## begin RECORDED DATA

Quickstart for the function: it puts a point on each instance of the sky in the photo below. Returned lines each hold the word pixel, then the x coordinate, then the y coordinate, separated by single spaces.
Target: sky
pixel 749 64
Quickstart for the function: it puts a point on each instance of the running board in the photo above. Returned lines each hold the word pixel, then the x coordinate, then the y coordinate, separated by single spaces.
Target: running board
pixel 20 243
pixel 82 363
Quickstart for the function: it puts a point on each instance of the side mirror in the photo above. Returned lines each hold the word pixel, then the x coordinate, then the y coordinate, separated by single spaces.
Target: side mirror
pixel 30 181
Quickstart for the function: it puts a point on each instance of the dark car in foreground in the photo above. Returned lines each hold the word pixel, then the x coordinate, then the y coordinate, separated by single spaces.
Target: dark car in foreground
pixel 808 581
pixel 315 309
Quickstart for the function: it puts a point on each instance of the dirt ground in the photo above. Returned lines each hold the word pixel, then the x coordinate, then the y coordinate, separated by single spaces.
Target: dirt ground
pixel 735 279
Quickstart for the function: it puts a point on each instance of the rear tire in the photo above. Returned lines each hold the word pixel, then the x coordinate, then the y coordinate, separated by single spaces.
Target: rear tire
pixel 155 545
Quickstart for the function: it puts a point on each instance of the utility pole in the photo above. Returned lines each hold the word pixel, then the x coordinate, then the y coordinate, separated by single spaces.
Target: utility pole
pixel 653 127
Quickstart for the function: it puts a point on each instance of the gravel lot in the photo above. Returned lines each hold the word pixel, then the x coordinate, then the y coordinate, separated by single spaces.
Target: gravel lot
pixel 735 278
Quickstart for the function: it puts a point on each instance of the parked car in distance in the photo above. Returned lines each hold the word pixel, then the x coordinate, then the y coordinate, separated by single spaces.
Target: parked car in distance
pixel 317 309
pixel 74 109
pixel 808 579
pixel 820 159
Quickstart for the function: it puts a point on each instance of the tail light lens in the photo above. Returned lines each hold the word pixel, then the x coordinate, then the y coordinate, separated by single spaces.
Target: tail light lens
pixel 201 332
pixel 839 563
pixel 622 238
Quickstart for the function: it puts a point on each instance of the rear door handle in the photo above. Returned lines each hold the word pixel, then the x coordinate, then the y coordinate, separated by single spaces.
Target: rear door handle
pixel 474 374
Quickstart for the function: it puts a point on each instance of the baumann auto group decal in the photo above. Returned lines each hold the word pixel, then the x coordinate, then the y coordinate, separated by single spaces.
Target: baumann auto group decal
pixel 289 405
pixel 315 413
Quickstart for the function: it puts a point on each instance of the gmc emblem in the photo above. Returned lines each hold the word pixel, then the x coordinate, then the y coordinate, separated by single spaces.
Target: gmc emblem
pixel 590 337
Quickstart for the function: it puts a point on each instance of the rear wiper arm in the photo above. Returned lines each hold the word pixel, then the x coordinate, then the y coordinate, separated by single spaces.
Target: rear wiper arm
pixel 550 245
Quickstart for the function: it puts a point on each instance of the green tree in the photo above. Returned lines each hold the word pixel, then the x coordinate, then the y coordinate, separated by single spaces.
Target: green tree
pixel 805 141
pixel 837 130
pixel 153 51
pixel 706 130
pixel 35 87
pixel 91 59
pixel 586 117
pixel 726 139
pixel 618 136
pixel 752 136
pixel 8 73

## end RECORDED DATA

◆ GIVEN INSTRUCTION ◆
Arrange all of the material above as a Markdown table with the columns "Row" and "Line", giving each row its number and omitting blank lines.

◆ OUTPUT OF THE TASK ◆
| Row | Line |
|---|---|
| 1 | Quickstart for the function: it puts a point on each instance of the sky in the photo below. Returned lines each hold the word pixel, then the x coordinate, then the y coordinate, separated by single spaces. |
| 2 | Target: sky |
| 3 | pixel 749 64 |
| 4 | Quickstart for the function: it puts a point on each instance of the running board in the photo above. Returned lines each hold the word pixel, then the x coordinate, then the y coordinate, separated by single spaces. |
| 5 | Target: running board |
| 6 | pixel 20 243 |
| 7 | pixel 82 363 |
| 8 | Quickstart for the function: it puts a point on each instance of the side mirror in the photo above. Returned lines each hold the word pixel, then the x coordinate, then the y coordinate, separated by single spaces. |
| 9 | Target: side mirror |
| 10 | pixel 30 181 |
| 11 | Quickstart for the function: it puts a point on each instance of the dark car in foreground in the photo above. Returned lines each hold the word pixel, then the x coordinate, then the y coordinate, separated by single spaces. |
| 12 | Target: dark car in foreground |
| 13 | pixel 808 581 |
| 14 | pixel 315 309 |
| 15 | Quickstart for the function: it puts a point on each instance of the dirt ground in the photo above. Returned lines each hold the word pixel, then the x coordinate, then the y coordinate, separated by single spaces. |
| 16 | Target: dirt ground |
| 17 | pixel 735 279 |
| 18 | Quickstart for the function: it puts a point on each instance of the rear tire in the photo above. Returned lines each hold the word pixel, then the x coordinate, then the y coordinate, separated by single spaces. |
| 19 | Target: rear tire |
| 20 | pixel 155 545 |
| 21 | Quickstart for the function: it puts a point on each instance of the utility pole in the photo above. Returned lines each hold the word pixel, then the x coordinate, then the y coordinate, separated by single spaces. |
| 22 | Target: utility pole |
| 23 | pixel 653 127 |
| 24 | Quickstart for the function: it puts a point on each instance of the gravel lot in the photo above. Returned lines each hold the word pixel, then the x coordinate, then the y coordinate, separated by single spaces. |
| 25 | Target: gravel lot |
| 26 | pixel 735 278 |
| 27 | Quickstart for the function: it puts a point on each instance of the parked car in distance in the photo above. Returned lines each hold the word pixel, then the x coordinate, then the y coordinate, separated by single spaces. |
| 28 | Target: parked car in distance |
| 29 | pixel 317 309 |
| 30 | pixel 74 109 |
| 31 | pixel 808 579 |
| 32 | pixel 820 159 |
| 33 | Quickstart for the function: it puts a point on each instance of the tail light lens in the photo above. Returned lines each hold the word pixel, then the x coordinate, then the y coordinate, separated by single spaces. |
| 34 | Target: tail light lens |
| 35 | pixel 201 332 |
| 36 | pixel 839 563 |
| 37 | pixel 622 238 |
| 38 | Quickstart for the function: it puts a point on each instance of the rear door handle in the photo above. Returned lines each hold the word pixel, then the x coordinate, then the y coordinate, separated by single spaces. |
| 39 | Target: rear door handle |
| 40 | pixel 474 374 |
| 41 | Quickstart for the function: it puts a point on each instance of the baumann auto group decal in the photo above. Returned lines each hold the word pixel, then the x coordinate, then the y coordinate, separated by single spaces. |
| 42 | Target: baumann auto group decal |
| 43 | pixel 289 405 |
| 44 | pixel 315 413 |
| 45 | Quickstart for the function: it puts a point on each instance of the gmc emblem in the photo above. Returned lines each hold the word pixel, then the x coordinate, then the y coordinate, separated by single spaces. |
| 46 | Target: gmc emblem |
| 47 | pixel 590 337 |
| 48 | Quickstart for the function: it puts a point on each instance of the rear wiper arm in the photo above. Returned lines each hold the word pixel, then the x coordinate, then the y coordinate, separated by single spaces. |
| 49 | Target: rear wiper arm |
| 50 | pixel 550 245 |
| 51 | Quickstart for the function: it puts a point on each instance of the green tree in the photo above. Returned lines each hold the word pixel, then the x coordinate, then the y coordinate, separated by single spaces. |
| 52 | Target: green tree |
| 53 | pixel 805 141 |
| 54 | pixel 837 130 |
| 55 | pixel 153 51 |
| 56 | pixel 706 130 |
| 57 | pixel 35 87 |
| 58 | pixel 91 59 |
| 59 | pixel 586 117 |
| 60 | pixel 726 139 |
| 61 | pixel 618 136 |
| 62 | pixel 752 136 |
| 63 | pixel 8 73 |